--- Written problem 1 ---
Which lines of the listing contain the string "mirror"? Show each one in full, treating uppercase and lowercase as different.

--- Provided passage ---
★ ★ ★ ★ ★ ★ ★

# Air hose/stones



## Red_Rose (Mar 18, 2007)

I don't have my book at the moment because someone is borrowing it so I would just like to ask everyone what it says all in Diana's book about using airstones or air hoses in NPT's.

I know that some people who keep bettas, for example, in uncycled tanks add an airstone to the tank to circulate the water around a bit especially if the tank is too small for a filter but I just can't remember if you can use something like that in NPT's.

Can anyone tell me more about this please?

Thank you.


----------



## flagg (Nov 29, 2004)

Bubbling is not recommended as you'll lose precious CO2 which you want to try to keep as much as possible since it's not added in an NPT.

-ricardo


----------



## Red_Rose (Mar 18, 2007)

flagg said:


> Bubbling is not recommended as you'll lose precious CO2 which you want to try to keep as much as possible since it's not added in an NPT.
> 
> -ricardo


I had come across this thread during a search on this after posting these threads. I figured that if Diana herself said that it should be okay to use these in NPT's then it must be.

★ ★ ★ ★ ★ ★ ★

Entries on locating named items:

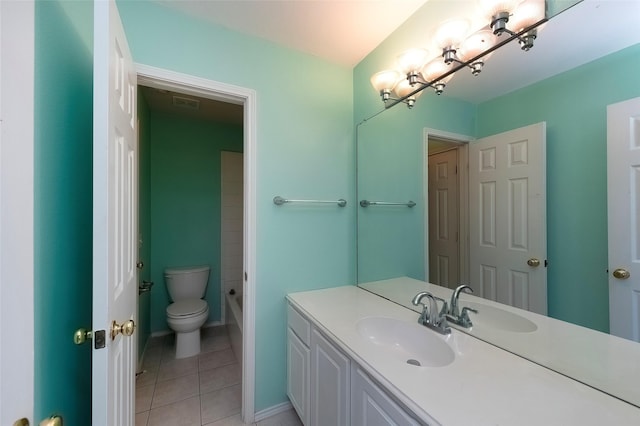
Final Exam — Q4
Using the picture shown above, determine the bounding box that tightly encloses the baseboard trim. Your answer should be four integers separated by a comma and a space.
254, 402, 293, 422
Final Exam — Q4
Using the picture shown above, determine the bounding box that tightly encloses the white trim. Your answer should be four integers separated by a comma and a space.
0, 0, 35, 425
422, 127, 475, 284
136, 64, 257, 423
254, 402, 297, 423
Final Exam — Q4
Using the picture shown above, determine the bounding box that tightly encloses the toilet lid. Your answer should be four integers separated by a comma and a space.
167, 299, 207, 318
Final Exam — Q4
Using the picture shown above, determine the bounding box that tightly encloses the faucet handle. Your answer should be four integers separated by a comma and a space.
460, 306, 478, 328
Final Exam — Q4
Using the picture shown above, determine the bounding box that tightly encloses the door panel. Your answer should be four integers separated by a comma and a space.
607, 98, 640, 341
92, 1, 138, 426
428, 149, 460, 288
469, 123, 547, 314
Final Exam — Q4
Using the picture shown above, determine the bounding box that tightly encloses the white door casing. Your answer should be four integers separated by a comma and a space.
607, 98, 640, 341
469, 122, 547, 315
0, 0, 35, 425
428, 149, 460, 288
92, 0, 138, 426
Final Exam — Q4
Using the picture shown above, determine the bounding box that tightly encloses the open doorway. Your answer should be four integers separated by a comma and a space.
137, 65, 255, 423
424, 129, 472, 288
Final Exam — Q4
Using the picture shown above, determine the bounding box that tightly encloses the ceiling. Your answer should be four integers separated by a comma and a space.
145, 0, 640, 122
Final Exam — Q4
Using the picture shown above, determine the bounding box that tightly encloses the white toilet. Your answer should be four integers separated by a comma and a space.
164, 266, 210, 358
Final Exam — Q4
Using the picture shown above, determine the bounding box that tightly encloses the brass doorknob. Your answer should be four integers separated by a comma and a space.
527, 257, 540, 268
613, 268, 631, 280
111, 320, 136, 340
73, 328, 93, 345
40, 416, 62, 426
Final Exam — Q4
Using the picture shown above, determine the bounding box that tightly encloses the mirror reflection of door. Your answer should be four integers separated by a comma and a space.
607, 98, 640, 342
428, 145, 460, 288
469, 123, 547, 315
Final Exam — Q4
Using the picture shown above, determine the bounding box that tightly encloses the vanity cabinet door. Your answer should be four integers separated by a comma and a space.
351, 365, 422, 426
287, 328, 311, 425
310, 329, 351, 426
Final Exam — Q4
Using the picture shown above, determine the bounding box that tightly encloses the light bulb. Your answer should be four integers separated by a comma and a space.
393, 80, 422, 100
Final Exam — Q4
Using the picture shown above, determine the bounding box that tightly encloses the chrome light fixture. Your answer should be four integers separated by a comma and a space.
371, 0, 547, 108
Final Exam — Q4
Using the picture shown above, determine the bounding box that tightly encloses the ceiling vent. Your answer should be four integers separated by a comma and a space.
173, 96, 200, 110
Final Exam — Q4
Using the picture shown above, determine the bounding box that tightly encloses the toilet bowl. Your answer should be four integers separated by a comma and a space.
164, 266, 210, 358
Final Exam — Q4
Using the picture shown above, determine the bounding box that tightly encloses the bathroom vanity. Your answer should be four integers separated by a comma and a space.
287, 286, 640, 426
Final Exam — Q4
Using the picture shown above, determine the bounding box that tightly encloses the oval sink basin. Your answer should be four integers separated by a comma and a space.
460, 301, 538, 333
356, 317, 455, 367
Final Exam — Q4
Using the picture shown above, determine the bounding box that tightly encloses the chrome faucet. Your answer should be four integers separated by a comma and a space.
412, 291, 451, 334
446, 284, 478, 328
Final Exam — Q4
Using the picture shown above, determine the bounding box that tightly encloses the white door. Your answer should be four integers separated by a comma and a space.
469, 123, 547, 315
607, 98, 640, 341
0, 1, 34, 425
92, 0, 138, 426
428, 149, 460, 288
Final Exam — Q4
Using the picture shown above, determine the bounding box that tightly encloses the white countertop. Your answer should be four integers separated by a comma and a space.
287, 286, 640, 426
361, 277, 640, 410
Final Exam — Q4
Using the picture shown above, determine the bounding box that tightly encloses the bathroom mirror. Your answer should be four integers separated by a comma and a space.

★ ★ ★ ★ ★ ★ ★

--- Written problem 2 ---
Could you edit the forum thread on air hoses and airstones so that "bettas" becomes "guppies", and then give everything from "I don't have" down to "about this please?"?

--- Response 1 ---
Using the picture shown above, determine the bounding box that tightly encloses the mirror reflection of door. Your answer should be four integers separated by a comma and a space.
Using the picture shown above, determine the bounding box that tightly encloses the bathroom mirror. Your answer should be four integers separated by a comma and a space.

--- Response 2 ---
I don't have my book at the moment because someone is borrowing it so I would just like to ask everyone what it says all in Diana's book about using airstones or air hoses in NPT's.

I know that some people who keep guppies, for example, in uncycled tanks add an airstone to the tank to circulate the water around a bit especially if the tank is too small for a filter but I just can't remember if you can use something like that in NPT's.

Can anyone tell me more about this please?